**Data in this exercise:**
* Begin *
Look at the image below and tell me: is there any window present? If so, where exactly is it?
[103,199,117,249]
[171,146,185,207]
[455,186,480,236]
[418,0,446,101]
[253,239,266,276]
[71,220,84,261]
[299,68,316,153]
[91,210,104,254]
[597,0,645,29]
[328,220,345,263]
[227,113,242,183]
* End *
* Begin *
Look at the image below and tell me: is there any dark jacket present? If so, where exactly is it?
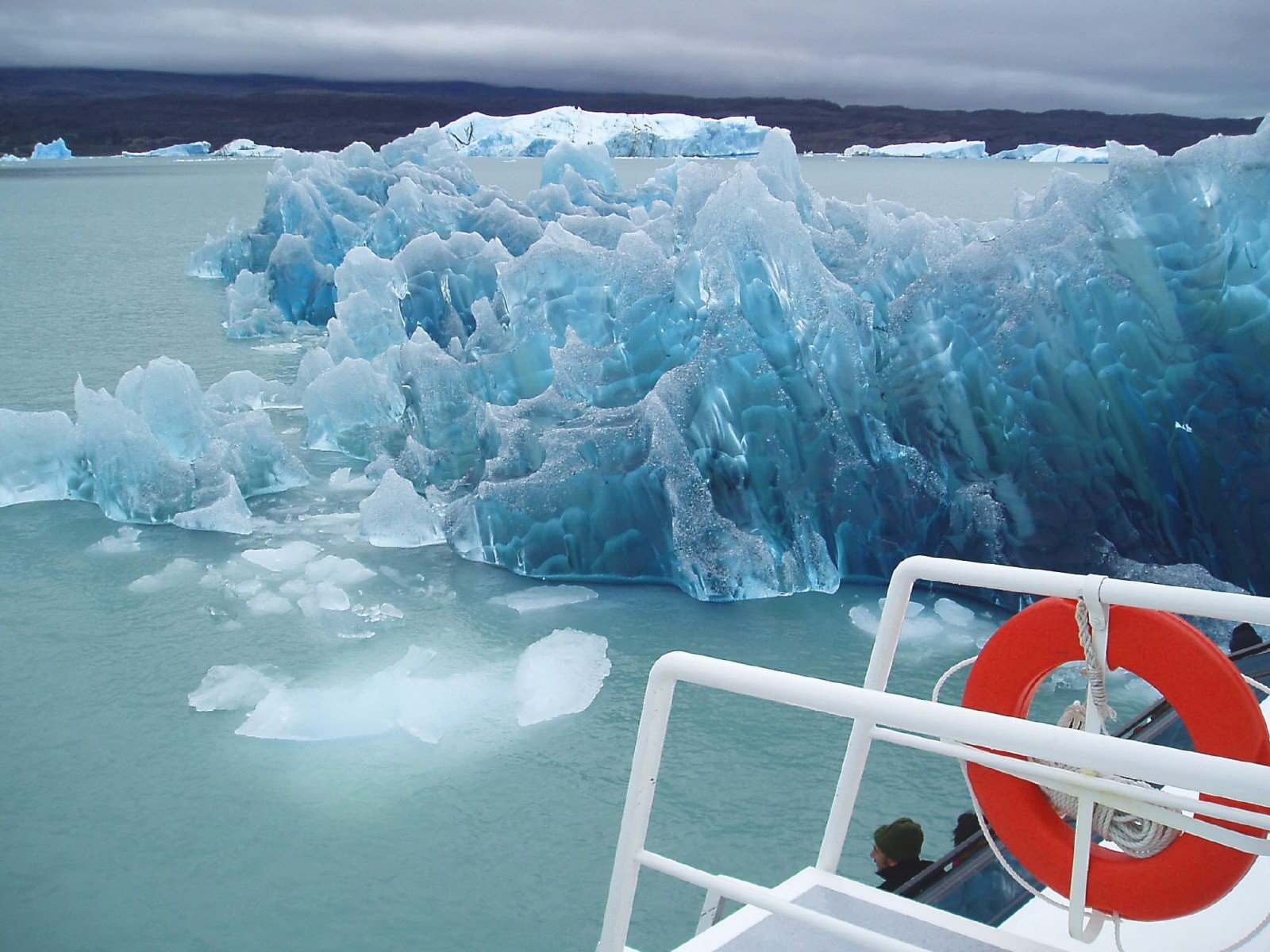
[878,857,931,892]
* End *
**Request:**
Rewrite the material from the line with "window present? If so, where exactly is it?" through the line with "[328,220,345,263]", keeping the request line unchanged and increasing every bounding box coordinate by 72.

**Response to this exercise:**
Look at the image below and tell me: is there any window present? If so, where exactly is it?
[175,271,189,321]
[243,218,257,279]
[527,258,552,308]
[490,72,518,173]
[325,311,338,348]
[143,292,156,333]
[371,140,388,225]
[163,282,176,326]
[669,72,717,101]
[400,292,417,335]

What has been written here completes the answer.